**Record list:**
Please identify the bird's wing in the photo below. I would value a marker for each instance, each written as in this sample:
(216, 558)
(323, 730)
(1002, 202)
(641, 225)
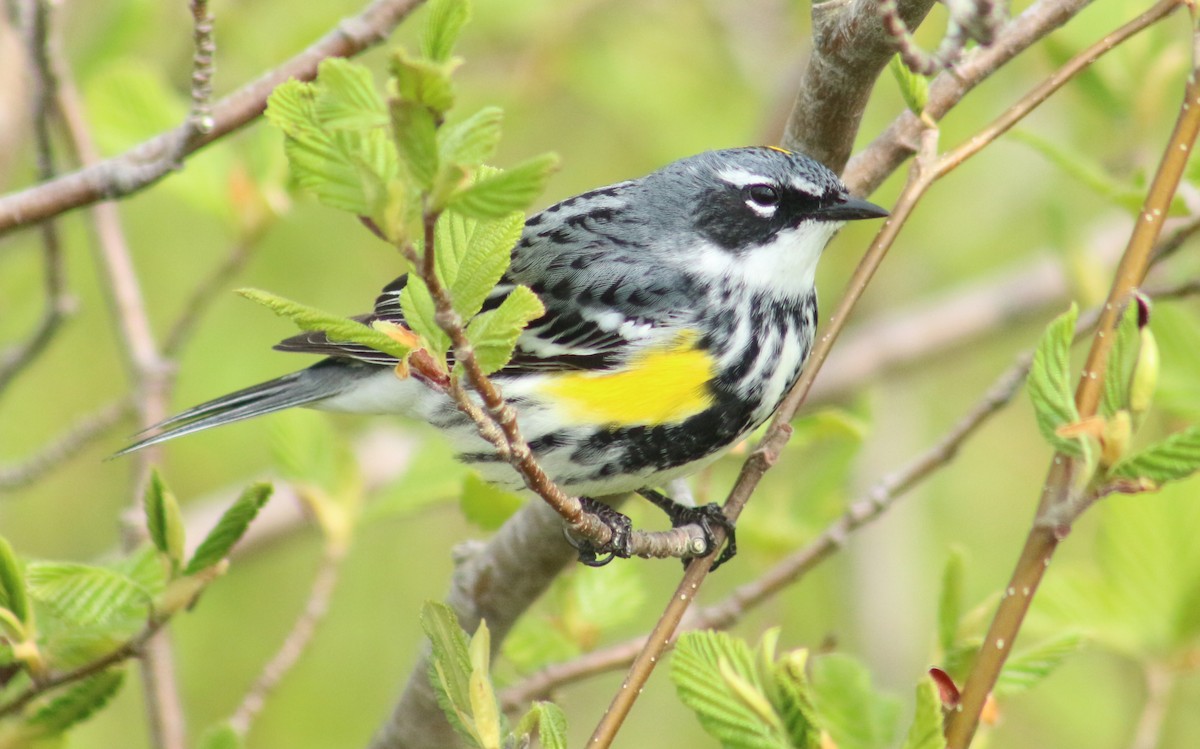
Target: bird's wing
(605, 298)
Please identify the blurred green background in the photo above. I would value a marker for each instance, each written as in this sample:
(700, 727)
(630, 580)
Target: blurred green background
(618, 88)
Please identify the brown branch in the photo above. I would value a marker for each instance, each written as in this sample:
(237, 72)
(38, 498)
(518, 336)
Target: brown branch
(497, 423)
(150, 161)
(65, 447)
(297, 641)
(850, 48)
(58, 301)
(925, 171)
(886, 153)
(876, 501)
(1051, 523)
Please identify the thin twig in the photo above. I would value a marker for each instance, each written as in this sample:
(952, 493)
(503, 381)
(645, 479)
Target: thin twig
(1056, 495)
(925, 171)
(204, 294)
(498, 424)
(58, 301)
(1159, 683)
(150, 161)
(131, 648)
(787, 571)
(65, 447)
(297, 641)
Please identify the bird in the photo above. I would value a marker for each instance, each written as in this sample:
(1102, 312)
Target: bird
(679, 310)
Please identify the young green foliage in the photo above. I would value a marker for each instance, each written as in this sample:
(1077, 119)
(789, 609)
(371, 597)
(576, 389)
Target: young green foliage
(84, 595)
(1170, 460)
(913, 87)
(13, 592)
(1049, 383)
(927, 730)
(165, 521)
(229, 528)
(449, 665)
(460, 673)
(75, 703)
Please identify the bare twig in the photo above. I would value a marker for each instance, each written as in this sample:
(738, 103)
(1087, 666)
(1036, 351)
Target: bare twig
(203, 295)
(925, 171)
(297, 641)
(58, 301)
(877, 499)
(850, 48)
(497, 423)
(1044, 535)
(869, 168)
(132, 648)
(148, 162)
(78, 436)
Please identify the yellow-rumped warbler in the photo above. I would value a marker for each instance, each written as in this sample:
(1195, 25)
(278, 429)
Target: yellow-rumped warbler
(679, 310)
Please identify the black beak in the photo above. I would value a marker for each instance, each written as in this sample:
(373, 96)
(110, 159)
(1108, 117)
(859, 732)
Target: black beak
(851, 209)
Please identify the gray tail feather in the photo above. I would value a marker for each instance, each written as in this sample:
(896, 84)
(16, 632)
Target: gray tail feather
(322, 381)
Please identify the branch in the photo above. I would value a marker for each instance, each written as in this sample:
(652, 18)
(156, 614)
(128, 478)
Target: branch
(790, 570)
(150, 161)
(69, 444)
(1044, 535)
(58, 301)
(297, 641)
(867, 171)
(850, 48)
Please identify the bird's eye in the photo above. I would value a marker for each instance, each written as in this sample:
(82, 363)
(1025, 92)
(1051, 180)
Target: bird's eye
(762, 195)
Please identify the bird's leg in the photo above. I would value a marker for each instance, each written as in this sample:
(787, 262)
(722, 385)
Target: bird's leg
(706, 516)
(619, 545)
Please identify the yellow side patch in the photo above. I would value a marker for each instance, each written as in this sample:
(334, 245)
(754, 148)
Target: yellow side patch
(660, 385)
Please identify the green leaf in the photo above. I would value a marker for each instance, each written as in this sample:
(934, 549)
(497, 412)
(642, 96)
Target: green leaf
(485, 504)
(450, 665)
(1081, 168)
(415, 131)
(609, 598)
(1173, 459)
(473, 141)
(221, 736)
(1049, 382)
(495, 333)
(484, 261)
(792, 696)
(696, 670)
(87, 595)
(443, 28)
(13, 593)
(77, 702)
(913, 87)
(1026, 667)
(347, 169)
(1121, 360)
(551, 725)
(949, 604)
(424, 82)
(165, 521)
(334, 327)
(484, 708)
(927, 730)
(420, 313)
(855, 714)
(513, 190)
(229, 528)
(347, 97)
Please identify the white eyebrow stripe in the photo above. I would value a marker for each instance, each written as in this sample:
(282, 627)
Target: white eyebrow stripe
(741, 178)
(805, 186)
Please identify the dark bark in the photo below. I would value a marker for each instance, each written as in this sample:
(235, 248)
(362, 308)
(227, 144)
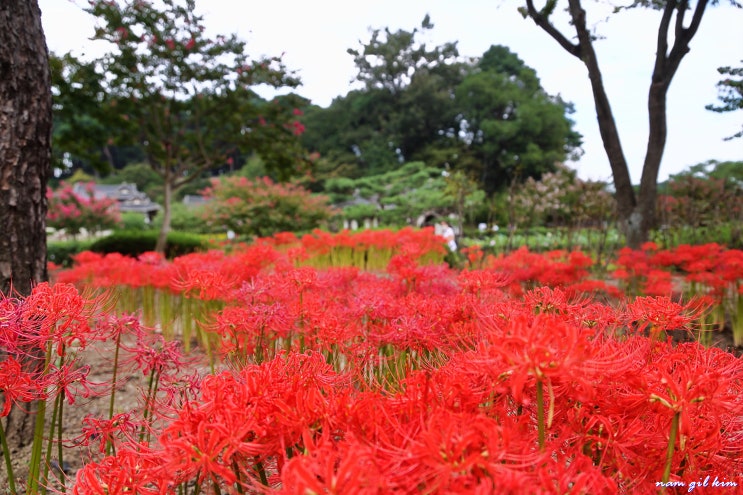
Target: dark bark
(636, 212)
(25, 155)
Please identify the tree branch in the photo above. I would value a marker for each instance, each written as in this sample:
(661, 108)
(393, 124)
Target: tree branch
(543, 22)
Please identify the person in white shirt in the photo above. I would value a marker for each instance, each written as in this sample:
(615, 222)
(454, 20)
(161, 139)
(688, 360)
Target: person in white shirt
(447, 232)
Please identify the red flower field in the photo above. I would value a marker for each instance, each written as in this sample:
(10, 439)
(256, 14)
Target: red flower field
(363, 364)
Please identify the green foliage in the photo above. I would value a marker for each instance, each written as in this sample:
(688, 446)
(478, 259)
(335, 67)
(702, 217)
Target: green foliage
(131, 220)
(488, 118)
(61, 252)
(703, 202)
(395, 198)
(133, 243)
(185, 99)
(511, 127)
(188, 218)
(261, 207)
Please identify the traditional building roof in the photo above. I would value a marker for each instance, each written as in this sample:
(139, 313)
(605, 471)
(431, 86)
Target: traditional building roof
(126, 194)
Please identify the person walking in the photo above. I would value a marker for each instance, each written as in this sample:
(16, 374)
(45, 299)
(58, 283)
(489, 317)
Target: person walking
(447, 232)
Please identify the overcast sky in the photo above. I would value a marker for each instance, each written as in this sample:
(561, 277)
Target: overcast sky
(314, 37)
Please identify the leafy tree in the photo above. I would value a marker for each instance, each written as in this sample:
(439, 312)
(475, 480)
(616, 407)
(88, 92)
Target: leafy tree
(489, 118)
(679, 22)
(398, 115)
(396, 198)
(704, 200)
(262, 207)
(187, 100)
(731, 93)
(511, 126)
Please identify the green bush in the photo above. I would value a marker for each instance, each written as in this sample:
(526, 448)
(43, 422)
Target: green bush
(133, 221)
(133, 243)
(61, 252)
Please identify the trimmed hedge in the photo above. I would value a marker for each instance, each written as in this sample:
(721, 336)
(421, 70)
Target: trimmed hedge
(61, 252)
(133, 243)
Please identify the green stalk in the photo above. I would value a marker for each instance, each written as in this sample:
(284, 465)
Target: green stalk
(261, 472)
(236, 469)
(151, 386)
(55, 423)
(109, 444)
(36, 447)
(671, 446)
(6, 456)
(738, 323)
(113, 379)
(540, 415)
(60, 448)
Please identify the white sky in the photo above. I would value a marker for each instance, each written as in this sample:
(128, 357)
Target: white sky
(314, 37)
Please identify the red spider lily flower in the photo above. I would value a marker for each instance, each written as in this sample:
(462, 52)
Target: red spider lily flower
(660, 314)
(121, 429)
(702, 388)
(19, 386)
(131, 471)
(333, 467)
(155, 354)
(72, 380)
(58, 313)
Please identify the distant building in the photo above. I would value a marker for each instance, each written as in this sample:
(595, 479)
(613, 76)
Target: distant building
(130, 199)
(194, 200)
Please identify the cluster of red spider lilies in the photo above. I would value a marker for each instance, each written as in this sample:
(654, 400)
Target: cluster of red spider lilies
(364, 364)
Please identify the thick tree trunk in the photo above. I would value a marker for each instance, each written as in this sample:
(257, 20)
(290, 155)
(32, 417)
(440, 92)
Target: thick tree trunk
(162, 238)
(25, 155)
(636, 212)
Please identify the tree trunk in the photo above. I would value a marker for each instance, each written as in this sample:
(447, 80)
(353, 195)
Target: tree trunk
(25, 157)
(636, 212)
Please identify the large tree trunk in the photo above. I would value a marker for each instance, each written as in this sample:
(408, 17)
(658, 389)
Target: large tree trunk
(636, 212)
(25, 155)
(162, 238)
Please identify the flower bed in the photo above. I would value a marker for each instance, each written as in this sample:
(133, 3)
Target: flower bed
(519, 374)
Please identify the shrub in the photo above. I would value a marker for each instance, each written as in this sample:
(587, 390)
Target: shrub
(61, 252)
(133, 243)
(261, 207)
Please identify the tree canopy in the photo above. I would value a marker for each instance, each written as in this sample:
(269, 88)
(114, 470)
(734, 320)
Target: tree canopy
(487, 117)
(185, 99)
(678, 24)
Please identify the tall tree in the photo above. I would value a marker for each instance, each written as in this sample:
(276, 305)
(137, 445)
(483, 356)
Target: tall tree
(187, 100)
(510, 127)
(679, 22)
(25, 133)
(486, 117)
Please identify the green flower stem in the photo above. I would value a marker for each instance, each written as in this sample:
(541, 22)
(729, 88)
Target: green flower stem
(540, 414)
(671, 446)
(36, 447)
(6, 456)
(109, 444)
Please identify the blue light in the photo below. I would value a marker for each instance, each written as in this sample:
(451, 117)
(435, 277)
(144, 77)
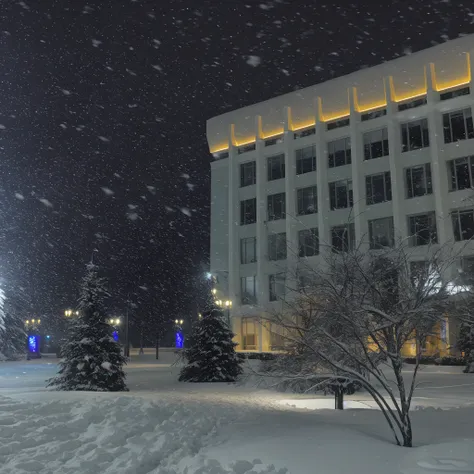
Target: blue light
(179, 340)
(33, 344)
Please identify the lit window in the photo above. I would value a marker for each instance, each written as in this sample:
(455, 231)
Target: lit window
(423, 229)
(381, 233)
(276, 206)
(458, 125)
(339, 152)
(340, 194)
(307, 200)
(415, 135)
(378, 188)
(306, 160)
(249, 334)
(376, 144)
(418, 180)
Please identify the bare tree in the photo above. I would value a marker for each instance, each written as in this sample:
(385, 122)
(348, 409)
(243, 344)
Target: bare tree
(353, 319)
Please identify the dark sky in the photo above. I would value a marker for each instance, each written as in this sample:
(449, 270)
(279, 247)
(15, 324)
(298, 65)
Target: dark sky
(102, 123)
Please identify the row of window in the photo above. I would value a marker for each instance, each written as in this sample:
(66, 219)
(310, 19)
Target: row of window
(378, 188)
(421, 227)
(457, 125)
(277, 281)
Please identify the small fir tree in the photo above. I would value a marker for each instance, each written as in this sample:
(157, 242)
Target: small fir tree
(12, 333)
(91, 358)
(211, 356)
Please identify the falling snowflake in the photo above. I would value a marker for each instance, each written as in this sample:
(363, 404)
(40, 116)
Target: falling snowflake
(254, 60)
(107, 191)
(45, 202)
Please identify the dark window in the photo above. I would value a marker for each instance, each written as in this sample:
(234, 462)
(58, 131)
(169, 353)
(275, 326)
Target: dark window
(381, 233)
(276, 167)
(246, 148)
(412, 104)
(276, 206)
(463, 224)
(307, 200)
(248, 250)
(378, 188)
(418, 180)
(274, 141)
(306, 160)
(221, 155)
(308, 240)
(277, 283)
(466, 271)
(248, 174)
(340, 194)
(305, 133)
(415, 135)
(372, 115)
(338, 124)
(343, 238)
(376, 144)
(277, 246)
(462, 173)
(339, 152)
(458, 125)
(423, 229)
(248, 211)
(455, 93)
(248, 289)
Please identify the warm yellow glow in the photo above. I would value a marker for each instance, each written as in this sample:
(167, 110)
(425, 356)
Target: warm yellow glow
(416, 95)
(218, 150)
(336, 116)
(458, 82)
(301, 126)
(273, 134)
(247, 142)
(372, 106)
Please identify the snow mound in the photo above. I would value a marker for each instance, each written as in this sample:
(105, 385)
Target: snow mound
(112, 434)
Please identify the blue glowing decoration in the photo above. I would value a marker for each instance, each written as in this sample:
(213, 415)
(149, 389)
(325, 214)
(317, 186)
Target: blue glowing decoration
(179, 340)
(33, 344)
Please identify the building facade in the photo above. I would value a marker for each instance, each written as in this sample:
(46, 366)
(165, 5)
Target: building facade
(364, 159)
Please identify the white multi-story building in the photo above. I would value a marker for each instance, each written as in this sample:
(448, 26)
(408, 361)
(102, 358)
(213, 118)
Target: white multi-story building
(380, 154)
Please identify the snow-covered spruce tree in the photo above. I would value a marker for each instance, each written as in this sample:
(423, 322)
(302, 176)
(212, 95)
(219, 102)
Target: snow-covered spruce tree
(91, 358)
(211, 355)
(12, 333)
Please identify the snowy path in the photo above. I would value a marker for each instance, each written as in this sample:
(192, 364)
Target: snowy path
(163, 427)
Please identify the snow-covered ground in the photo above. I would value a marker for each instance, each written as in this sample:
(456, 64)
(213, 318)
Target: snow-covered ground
(165, 427)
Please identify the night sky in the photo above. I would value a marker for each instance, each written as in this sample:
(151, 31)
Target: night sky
(103, 108)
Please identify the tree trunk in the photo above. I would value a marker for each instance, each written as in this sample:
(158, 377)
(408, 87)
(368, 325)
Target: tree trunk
(339, 399)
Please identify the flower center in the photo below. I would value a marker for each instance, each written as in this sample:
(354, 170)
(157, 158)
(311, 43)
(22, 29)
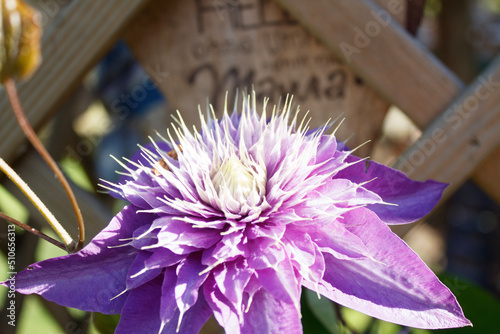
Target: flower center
(240, 179)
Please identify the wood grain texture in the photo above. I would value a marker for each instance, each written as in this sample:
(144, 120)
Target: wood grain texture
(74, 40)
(399, 69)
(210, 47)
(381, 52)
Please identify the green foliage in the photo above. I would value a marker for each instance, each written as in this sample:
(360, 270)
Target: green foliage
(479, 306)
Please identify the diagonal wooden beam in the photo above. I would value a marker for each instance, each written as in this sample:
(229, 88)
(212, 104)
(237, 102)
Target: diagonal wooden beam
(377, 48)
(396, 66)
(75, 39)
(452, 146)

**Task to carry out:**
Starting at the line that contains "Please identify the flower center" and ending at the final line of the data, quote every line verbatim, both ends included, and omit the pictures.

**Output of the exercise:**
Please identify the flower center in the photo below. I would value a marker for each instance, each written as in this sample:
(354, 170)
(157, 158)
(311, 43)
(22, 29)
Target: flower center
(240, 179)
Please identify the wood grain texture in the photo above. I would value a marker for each instance, each written as in this sample:
(144, 120)
Target: wood grain texture
(74, 40)
(399, 69)
(210, 47)
(381, 52)
Please identify the green foliage in the photo above. I would value a marker for each instance, each written as in this sample:
(360, 270)
Target: green foliage
(479, 306)
Please identify the diagonal wooden beam in the photo above. I would value a marker for each instance, each written as in this sample:
(229, 88)
(212, 104)
(237, 102)
Target: diagonal wooden beam
(377, 48)
(396, 66)
(75, 39)
(452, 146)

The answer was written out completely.